How to complete this task → Go through the lines below one by one and count those holding the string "road". Give the count alone.

[[ Entries shown open ]]

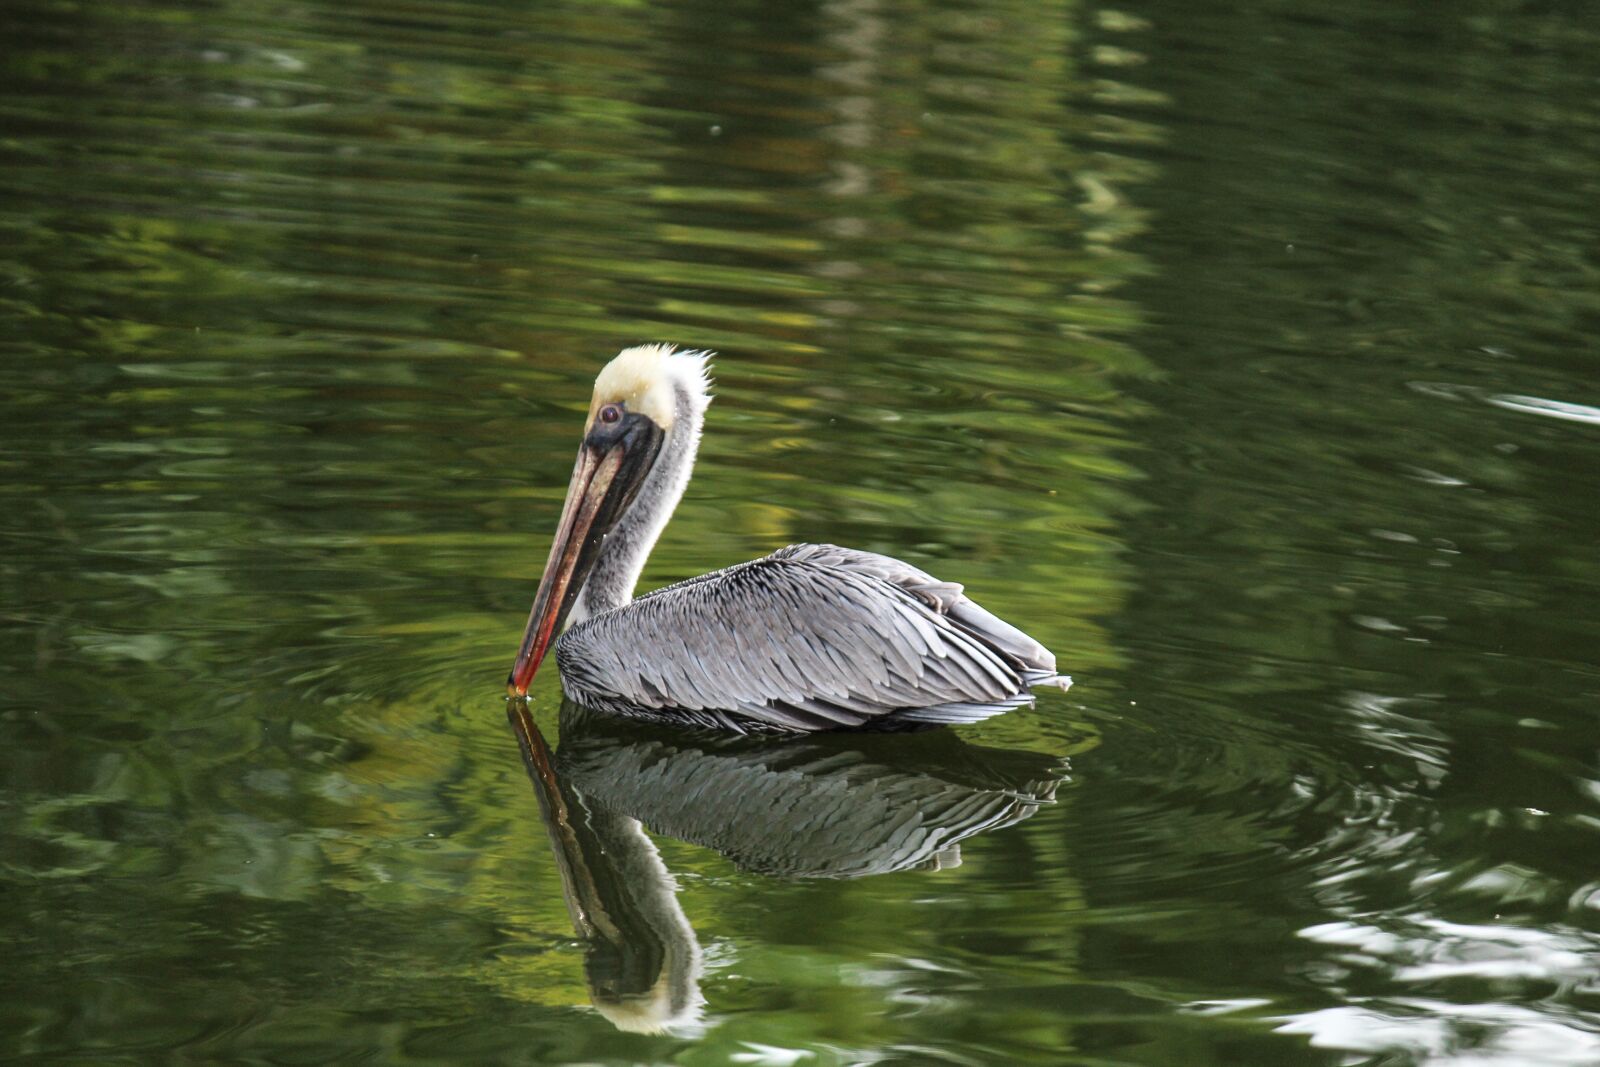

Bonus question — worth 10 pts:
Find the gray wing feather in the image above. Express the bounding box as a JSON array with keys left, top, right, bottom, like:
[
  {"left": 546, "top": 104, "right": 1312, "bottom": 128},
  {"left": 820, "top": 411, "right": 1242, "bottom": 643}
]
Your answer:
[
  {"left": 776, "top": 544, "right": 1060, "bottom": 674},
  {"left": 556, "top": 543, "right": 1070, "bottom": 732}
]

[[ Entries shown closed ]]
[[ Entries shown open ]]

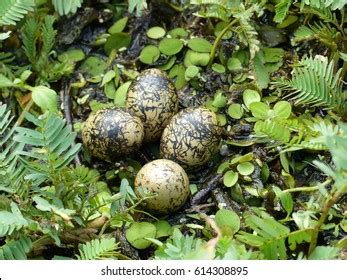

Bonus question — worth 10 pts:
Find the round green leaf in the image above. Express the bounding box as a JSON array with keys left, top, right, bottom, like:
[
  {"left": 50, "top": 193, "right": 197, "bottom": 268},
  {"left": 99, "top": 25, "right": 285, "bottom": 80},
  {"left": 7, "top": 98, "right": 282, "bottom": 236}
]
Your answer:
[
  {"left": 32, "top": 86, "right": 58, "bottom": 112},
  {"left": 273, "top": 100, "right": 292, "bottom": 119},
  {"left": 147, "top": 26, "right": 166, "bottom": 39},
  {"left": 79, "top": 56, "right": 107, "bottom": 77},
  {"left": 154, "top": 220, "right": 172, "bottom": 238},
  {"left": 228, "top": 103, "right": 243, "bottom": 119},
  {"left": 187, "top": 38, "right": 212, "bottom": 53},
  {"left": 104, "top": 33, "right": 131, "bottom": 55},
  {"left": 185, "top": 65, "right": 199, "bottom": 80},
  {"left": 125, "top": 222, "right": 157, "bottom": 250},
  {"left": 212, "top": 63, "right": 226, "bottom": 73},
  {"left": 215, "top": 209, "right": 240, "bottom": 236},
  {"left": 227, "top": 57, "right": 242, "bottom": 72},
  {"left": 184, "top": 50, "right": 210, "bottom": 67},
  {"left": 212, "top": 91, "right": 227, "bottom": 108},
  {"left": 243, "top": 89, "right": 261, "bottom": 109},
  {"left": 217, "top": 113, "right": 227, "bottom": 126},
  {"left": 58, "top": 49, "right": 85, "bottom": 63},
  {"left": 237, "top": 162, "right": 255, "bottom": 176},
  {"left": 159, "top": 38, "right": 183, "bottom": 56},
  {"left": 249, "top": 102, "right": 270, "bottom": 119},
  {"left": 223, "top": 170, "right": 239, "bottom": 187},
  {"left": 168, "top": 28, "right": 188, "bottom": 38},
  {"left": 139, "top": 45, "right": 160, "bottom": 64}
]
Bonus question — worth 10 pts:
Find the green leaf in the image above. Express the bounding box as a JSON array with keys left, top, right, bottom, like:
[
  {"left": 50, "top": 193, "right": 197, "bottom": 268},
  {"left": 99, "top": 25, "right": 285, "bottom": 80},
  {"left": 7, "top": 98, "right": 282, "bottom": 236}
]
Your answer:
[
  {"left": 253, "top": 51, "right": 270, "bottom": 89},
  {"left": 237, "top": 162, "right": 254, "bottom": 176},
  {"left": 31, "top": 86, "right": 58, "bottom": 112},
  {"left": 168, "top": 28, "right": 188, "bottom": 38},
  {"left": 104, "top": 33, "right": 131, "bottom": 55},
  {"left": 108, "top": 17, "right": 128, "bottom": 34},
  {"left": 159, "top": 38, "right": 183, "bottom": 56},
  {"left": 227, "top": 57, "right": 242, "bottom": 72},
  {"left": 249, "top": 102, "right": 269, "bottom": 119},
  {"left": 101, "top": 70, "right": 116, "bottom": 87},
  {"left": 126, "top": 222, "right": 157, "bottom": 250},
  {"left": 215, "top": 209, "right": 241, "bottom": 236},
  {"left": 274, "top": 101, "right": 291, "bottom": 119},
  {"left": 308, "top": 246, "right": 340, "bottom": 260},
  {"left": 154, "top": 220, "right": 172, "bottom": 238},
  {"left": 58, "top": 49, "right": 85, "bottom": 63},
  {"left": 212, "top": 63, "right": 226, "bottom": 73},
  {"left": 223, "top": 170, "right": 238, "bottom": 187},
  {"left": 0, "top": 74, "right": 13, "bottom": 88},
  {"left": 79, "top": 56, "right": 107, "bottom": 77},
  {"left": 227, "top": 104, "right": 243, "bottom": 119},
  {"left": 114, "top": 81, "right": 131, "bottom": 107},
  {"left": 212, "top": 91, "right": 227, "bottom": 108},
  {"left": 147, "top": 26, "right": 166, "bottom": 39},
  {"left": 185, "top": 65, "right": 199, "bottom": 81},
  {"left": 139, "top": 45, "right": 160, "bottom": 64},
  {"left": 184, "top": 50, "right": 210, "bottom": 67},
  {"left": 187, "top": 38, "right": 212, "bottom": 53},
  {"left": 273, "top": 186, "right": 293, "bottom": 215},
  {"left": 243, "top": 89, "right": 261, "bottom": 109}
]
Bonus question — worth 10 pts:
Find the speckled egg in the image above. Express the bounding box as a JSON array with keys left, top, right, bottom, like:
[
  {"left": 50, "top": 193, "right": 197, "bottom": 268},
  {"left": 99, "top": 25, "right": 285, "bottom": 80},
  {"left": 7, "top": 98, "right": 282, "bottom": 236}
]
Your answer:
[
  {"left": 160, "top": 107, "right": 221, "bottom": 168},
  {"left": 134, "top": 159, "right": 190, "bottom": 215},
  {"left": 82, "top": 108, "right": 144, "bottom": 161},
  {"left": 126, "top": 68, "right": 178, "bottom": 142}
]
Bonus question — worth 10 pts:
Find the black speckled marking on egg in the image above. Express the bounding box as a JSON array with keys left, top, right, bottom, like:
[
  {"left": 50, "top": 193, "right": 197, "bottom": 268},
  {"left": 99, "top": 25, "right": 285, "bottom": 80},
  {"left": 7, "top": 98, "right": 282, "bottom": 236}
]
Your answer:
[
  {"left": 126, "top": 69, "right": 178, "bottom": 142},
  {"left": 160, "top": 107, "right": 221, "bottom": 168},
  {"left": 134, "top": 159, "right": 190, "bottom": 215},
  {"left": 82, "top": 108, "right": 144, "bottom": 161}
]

[[ Entries shown closed ]]
[[ Entries shown open ]]

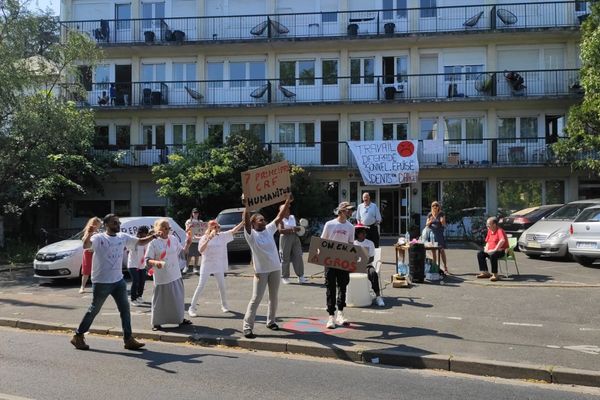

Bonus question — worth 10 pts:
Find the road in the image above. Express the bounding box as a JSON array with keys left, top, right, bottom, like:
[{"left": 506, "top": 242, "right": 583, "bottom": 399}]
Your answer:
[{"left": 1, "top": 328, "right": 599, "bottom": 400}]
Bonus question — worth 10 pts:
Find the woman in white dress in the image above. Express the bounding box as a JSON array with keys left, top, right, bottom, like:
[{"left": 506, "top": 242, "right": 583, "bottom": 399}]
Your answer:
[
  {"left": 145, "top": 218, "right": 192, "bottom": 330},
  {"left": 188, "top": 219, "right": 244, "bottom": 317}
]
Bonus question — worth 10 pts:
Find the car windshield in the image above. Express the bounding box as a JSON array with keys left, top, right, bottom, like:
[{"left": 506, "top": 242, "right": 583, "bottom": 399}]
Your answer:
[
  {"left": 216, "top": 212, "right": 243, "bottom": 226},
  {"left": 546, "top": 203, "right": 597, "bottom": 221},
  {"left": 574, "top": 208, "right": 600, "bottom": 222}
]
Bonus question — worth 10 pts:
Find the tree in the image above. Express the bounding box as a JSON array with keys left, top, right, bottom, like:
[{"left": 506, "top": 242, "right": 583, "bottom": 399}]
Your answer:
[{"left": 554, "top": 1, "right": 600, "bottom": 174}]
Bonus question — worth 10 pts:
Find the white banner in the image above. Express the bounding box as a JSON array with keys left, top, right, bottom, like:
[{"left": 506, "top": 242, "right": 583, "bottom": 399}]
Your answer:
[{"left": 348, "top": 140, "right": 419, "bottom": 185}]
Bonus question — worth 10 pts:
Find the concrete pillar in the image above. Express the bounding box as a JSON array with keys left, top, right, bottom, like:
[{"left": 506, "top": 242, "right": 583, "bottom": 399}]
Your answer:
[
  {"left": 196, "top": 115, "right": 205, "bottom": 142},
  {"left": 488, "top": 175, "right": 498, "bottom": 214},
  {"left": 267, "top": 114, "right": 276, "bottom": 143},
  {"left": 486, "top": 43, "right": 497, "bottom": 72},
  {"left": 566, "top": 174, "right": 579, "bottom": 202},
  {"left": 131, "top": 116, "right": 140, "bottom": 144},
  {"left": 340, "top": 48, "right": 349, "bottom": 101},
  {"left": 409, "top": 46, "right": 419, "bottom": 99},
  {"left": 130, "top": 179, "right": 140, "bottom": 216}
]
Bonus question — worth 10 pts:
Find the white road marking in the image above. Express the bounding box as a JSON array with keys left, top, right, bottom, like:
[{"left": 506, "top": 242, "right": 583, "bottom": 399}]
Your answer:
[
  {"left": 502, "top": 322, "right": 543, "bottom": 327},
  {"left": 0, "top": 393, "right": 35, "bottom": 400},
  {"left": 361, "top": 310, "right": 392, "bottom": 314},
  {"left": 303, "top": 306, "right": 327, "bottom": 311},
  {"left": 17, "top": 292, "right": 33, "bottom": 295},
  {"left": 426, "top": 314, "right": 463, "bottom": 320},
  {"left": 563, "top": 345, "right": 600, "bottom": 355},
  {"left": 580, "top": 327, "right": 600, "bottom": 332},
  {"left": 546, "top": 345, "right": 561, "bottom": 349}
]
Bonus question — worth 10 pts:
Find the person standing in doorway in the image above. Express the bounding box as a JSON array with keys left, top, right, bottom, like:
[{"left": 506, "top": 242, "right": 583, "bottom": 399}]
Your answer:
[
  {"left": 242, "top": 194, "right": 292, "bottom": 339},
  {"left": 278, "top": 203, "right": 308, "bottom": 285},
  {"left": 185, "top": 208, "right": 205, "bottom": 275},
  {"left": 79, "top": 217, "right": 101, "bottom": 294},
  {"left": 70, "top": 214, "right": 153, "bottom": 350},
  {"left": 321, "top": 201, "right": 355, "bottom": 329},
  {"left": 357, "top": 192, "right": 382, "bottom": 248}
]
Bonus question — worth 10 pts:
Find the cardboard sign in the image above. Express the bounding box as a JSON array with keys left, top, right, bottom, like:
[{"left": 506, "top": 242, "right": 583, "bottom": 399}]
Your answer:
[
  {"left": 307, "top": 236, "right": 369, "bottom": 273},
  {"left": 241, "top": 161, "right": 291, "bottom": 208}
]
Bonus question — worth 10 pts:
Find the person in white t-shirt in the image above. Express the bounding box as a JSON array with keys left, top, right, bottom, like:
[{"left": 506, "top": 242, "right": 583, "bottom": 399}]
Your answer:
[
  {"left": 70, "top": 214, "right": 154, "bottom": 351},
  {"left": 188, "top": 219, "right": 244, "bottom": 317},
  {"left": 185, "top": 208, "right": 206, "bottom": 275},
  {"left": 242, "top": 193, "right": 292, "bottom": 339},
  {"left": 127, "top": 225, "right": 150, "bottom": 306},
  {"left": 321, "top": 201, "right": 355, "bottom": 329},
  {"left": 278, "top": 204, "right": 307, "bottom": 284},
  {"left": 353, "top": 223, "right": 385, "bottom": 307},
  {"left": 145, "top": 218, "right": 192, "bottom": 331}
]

[[ Entries shown closed ]]

Written solution → 2